+++ Records provided +++

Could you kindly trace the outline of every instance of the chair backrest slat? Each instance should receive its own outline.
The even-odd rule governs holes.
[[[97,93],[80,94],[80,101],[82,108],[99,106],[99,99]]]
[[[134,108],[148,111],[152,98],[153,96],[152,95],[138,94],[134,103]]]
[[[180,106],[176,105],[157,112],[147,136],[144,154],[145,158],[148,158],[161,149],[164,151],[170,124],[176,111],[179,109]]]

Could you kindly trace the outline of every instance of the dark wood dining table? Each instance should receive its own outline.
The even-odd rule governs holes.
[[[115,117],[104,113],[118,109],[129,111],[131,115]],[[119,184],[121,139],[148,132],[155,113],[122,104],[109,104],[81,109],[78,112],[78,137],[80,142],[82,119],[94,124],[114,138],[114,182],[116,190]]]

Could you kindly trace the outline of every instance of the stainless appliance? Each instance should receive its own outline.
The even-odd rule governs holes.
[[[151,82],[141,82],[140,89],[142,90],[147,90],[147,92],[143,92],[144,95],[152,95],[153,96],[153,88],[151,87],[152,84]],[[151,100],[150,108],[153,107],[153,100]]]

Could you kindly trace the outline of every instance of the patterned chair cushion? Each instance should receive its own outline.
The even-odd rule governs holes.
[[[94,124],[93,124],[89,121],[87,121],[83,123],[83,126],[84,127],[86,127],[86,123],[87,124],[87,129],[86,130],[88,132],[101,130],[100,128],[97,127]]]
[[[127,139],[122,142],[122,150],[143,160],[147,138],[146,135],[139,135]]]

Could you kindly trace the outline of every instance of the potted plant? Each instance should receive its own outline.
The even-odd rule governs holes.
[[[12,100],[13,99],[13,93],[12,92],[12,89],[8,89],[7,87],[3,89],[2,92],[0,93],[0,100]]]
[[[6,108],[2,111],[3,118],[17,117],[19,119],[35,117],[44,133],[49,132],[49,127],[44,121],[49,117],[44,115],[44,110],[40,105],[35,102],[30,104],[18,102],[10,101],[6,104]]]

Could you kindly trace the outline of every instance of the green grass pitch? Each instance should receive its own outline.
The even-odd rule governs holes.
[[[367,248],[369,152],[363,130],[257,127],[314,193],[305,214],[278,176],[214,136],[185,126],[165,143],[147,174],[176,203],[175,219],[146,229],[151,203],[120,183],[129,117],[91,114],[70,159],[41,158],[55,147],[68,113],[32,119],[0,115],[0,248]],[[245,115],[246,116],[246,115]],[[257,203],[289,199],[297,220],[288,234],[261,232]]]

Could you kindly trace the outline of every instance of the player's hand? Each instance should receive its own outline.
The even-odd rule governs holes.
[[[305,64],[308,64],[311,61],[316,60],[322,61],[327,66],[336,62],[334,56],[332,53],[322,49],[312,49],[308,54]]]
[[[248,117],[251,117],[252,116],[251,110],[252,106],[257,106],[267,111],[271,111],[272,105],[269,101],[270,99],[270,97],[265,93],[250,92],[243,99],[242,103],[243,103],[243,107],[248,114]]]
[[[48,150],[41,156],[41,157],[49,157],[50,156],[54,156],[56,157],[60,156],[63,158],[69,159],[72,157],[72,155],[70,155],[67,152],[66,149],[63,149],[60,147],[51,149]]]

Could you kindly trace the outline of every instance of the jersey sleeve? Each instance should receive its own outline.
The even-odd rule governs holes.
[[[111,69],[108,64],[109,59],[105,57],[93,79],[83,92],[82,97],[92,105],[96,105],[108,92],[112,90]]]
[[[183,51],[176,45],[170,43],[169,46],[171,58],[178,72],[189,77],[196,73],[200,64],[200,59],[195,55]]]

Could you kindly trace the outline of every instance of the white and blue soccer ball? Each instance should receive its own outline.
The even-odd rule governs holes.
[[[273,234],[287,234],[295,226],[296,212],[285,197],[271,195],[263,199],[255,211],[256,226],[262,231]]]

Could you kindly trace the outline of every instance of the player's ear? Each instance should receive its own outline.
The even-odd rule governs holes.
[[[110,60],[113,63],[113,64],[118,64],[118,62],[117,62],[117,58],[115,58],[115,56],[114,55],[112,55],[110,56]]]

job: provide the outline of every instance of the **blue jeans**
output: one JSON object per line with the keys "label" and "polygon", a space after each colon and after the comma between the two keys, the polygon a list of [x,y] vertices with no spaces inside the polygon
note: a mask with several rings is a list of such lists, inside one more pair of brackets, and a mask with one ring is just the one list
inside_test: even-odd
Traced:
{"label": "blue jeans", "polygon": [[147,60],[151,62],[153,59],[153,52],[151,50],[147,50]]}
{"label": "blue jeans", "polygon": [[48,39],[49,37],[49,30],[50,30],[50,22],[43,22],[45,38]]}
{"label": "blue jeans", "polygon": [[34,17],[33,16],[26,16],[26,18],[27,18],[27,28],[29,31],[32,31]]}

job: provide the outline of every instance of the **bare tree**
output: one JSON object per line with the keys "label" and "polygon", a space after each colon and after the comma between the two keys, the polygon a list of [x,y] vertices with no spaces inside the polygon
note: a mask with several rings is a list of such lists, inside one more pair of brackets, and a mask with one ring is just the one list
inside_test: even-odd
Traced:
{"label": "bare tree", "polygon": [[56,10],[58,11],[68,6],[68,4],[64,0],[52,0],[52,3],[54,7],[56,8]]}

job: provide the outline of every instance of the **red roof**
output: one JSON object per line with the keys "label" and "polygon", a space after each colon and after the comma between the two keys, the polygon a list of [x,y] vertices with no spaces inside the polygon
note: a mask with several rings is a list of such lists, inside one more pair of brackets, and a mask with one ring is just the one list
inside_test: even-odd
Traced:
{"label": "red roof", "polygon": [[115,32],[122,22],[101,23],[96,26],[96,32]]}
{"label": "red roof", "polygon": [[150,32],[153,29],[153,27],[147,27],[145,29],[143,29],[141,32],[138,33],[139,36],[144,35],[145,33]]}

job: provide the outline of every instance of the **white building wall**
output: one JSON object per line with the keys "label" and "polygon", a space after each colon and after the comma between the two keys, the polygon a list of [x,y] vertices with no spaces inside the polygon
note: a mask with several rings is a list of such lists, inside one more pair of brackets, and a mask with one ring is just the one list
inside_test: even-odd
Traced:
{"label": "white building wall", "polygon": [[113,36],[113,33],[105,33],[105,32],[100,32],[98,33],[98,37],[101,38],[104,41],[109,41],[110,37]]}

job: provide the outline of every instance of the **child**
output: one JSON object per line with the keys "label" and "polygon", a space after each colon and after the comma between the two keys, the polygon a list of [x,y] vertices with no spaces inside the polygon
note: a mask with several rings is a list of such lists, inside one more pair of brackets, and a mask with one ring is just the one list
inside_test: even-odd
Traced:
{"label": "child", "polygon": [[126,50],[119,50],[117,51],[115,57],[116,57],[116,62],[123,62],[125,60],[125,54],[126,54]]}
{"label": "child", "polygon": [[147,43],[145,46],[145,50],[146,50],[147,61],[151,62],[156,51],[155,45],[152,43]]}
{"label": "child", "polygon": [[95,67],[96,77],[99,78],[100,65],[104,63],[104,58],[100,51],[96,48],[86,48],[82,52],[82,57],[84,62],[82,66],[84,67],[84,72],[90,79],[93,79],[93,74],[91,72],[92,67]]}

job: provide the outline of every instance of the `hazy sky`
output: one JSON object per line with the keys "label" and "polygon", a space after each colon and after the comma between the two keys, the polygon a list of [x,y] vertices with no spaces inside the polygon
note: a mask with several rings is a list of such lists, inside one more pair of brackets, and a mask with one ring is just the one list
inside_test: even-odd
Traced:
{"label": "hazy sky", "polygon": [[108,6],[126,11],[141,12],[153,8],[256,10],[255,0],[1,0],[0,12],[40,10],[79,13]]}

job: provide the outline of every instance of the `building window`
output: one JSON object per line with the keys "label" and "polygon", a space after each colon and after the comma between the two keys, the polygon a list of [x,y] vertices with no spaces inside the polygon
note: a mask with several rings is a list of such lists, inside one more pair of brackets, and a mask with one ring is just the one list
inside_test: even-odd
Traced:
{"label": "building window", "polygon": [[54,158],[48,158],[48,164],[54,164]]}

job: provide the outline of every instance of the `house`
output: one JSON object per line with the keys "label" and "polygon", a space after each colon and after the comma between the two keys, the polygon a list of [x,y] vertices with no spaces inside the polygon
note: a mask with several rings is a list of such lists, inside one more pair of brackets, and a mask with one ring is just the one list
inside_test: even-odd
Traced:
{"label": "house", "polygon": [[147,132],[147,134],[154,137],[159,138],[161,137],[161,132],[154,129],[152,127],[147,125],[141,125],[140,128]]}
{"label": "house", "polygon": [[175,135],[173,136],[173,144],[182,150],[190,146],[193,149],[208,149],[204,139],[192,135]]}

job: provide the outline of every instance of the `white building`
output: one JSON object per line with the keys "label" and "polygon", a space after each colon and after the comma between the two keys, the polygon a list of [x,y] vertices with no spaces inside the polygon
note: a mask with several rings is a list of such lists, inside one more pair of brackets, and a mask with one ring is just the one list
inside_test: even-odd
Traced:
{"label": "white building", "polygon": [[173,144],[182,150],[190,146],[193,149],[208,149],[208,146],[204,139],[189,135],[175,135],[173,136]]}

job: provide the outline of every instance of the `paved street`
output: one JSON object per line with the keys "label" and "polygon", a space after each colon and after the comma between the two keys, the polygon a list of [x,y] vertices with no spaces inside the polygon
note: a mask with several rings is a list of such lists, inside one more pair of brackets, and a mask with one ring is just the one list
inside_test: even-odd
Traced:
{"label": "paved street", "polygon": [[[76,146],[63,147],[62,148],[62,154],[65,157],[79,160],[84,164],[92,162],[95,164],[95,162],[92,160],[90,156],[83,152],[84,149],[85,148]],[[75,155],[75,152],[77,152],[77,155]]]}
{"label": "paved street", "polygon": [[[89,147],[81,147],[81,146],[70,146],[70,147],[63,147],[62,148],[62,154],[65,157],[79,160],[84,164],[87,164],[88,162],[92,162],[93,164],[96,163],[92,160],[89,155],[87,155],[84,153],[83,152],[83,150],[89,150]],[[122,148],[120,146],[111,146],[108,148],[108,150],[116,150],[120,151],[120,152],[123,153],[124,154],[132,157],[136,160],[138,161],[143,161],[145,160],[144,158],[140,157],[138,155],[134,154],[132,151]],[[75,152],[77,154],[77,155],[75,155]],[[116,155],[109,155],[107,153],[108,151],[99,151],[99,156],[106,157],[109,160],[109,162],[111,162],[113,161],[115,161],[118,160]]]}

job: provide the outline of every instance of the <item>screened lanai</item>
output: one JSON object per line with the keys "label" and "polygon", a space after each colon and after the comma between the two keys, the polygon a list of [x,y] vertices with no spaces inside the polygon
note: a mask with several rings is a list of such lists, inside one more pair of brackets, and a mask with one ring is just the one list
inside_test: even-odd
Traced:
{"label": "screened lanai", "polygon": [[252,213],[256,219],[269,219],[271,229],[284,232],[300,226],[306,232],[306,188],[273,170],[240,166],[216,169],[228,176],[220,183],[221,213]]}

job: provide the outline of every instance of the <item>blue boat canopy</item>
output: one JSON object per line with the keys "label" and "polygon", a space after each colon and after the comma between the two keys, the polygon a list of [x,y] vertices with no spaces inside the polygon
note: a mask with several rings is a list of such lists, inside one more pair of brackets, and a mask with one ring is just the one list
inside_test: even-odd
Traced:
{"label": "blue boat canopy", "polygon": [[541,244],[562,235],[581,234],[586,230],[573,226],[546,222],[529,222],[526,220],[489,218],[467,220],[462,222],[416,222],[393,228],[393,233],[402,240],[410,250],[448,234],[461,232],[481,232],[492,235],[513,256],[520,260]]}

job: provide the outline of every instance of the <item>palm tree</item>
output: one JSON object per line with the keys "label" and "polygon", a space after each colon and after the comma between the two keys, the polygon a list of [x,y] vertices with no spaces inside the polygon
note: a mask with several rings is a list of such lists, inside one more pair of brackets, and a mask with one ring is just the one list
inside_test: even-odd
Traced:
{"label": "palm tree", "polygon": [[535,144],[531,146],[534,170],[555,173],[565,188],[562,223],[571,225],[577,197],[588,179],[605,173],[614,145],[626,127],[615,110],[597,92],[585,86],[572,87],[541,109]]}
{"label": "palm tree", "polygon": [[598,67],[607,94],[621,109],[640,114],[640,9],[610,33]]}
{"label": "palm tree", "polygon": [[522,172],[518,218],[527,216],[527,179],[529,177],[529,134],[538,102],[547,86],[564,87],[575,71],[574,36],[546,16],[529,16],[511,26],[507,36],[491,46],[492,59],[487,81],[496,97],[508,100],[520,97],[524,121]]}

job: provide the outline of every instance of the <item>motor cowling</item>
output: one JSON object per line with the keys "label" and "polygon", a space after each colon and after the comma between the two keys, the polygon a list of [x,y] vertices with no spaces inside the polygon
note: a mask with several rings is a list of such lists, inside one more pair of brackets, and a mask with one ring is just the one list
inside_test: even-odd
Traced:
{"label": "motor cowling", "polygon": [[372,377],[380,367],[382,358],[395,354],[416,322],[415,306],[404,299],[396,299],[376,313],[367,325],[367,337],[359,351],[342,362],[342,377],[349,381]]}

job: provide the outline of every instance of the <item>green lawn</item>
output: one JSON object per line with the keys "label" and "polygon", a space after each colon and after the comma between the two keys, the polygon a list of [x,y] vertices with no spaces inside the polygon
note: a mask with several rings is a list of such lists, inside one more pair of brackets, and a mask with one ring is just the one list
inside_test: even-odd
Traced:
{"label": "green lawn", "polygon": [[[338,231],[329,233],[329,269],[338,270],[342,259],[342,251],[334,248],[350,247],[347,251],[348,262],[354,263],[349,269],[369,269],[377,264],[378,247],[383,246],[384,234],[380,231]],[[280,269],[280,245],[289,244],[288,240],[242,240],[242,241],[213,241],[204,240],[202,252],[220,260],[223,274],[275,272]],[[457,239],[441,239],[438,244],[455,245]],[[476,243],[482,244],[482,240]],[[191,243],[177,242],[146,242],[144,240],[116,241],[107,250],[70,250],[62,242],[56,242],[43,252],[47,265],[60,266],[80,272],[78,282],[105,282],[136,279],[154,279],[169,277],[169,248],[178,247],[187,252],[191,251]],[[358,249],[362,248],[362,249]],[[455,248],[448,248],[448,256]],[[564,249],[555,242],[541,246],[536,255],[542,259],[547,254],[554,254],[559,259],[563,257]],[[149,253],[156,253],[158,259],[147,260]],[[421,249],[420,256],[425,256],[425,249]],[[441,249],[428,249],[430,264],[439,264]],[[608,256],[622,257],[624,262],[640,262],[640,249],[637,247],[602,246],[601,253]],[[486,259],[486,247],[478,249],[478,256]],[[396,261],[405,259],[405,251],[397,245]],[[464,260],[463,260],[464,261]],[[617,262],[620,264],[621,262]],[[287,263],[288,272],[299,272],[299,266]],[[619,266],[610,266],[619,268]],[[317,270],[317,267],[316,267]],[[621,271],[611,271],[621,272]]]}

+++

Exercise instructions -> Pull out every line of the items above that contains the string "lawn", copying each line in full.

Written answer ->
job: provide the outline of every instance of the <item>green lawn</item>
{"label": "green lawn", "polygon": [[[338,231],[329,233],[329,269],[338,270],[342,259],[342,251],[334,248],[350,247],[347,251],[348,262],[354,263],[349,269],[369,269],[377,264],[378,247],[383,246],[384,234],[380,231]],[[280,269],[280,245],[289,244],[288,240],[242,240],[242,241],[213,241],[204,240],[202,252],[220,260],[223,274],[275,272]],[[457,239],[441,239],[438,244],[455,245]],[[476,243],[482,244],[482,240]],[[191,243],[177,242],[146,242],[144,240],[116,241],[107,250],[70,250],[62,242],[56,242],[43,252],[47,265],[60,266],[80,272],[78,282],[105,282],[136,279],[154,279],[169,277],[169,248],[178,247],[187,252],[191,251]],[[358,249],[362,248],[362,249]],[[455,248],[448,248],[448,256]],[[564,249],[555,242],[541,246],[536,255],[542,259],[547,254],[554,254],[559,259],[563,257]],[[149,253],[156,253],[158,259],[147,260]],[[421,249],[420,256],[425,256],[425,249]],[[441,249],[428,249],[430,264],[439,264]],[[608,256],[622,257],[624,262],[640,262],[640,249],[637,247],[602,246],[601,253]],[[486,259],[486,247],[478,249],[478,256]],[[396,261],[405,259],[405,251],[397,245]],[[464,260],[463,260],[464,261]],[[617,262],[620,264],[621,262]],[[287,263],[288,272],[299,272],[299,266]],[[619,266],[610,266],[619,268]],[[317,270],[317,267],[316,267]],[[621,271],[611,271],[621,272]]]}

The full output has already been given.